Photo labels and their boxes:
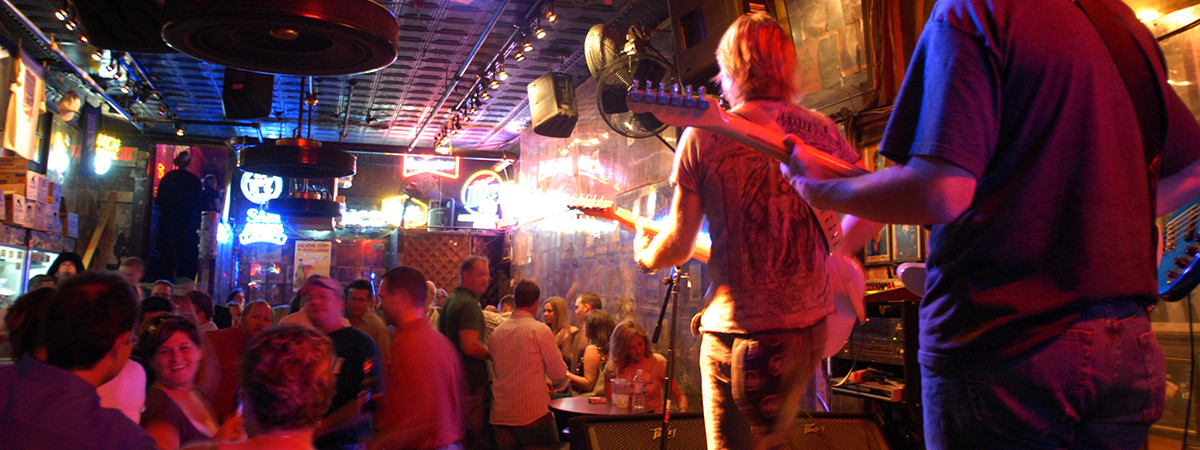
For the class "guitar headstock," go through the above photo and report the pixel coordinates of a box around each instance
[625,79,724,127]
[566,196,620,221]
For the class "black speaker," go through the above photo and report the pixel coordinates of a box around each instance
[568,413,706,450]
[426,198,455,229]
[569,413,890,450]
[221,67,275,119]
[528,72,580,138]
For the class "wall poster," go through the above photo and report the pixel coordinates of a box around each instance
[292,241,334,290]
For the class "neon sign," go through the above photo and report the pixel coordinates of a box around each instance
[92,134,121,175]
[461,170,504,216]
[404,155,458,180]
[241,172,283,205]
[380,196,430,228]
[238,208,288,245]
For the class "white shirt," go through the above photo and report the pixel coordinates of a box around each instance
[488,310,569,426]
[96,360,146,424]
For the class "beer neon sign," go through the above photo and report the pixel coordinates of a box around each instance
[241,172,283,205]
[461,170,504,216]
[238,208,288,245]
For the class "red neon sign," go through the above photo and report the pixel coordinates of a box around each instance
[404,155,458,180]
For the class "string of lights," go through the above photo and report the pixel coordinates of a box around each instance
[433,0,558,155]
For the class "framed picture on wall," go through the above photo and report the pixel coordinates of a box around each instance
[888,224,924,263]
[863,226,892,264]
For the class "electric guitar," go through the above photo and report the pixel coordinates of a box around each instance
[625,80,868,358]
[566,196,710,264]
[1158,198,1200,301]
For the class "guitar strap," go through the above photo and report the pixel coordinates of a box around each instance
[1075,0,1166,282]
[1075,0,1166,199]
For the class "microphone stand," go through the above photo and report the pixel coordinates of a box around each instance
[650,266,688,450]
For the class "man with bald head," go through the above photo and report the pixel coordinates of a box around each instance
[371,266,464,449]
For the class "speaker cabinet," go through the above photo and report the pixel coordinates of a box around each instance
[426,198,455,229]
[221,67,275,119]
[569,413,889,450]
[568,413,706,450]
[528,72,580,138]
[668,0,788,85]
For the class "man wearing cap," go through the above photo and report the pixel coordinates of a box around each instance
[155,151,203,278]
[300,275,383,449]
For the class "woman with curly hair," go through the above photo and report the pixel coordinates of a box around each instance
[138,313,244,449]
[568,310,616,397]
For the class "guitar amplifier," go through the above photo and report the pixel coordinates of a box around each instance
[570,413,890,450]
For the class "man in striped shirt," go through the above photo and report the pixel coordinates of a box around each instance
[490,280,569,449]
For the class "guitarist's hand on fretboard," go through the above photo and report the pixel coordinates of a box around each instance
[779,134,827,209]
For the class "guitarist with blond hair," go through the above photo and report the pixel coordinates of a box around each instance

# The task
Please pick out every line of the listing above that contains the word "speaker", treating uppercase and lowercase as different.

# In response
For the class "black speaker," go through the above photo and report the pixel coordinates of a box around each instance
For the class "speaker cabinet," go through the above photo and report the pixel coordinates of a box around each instance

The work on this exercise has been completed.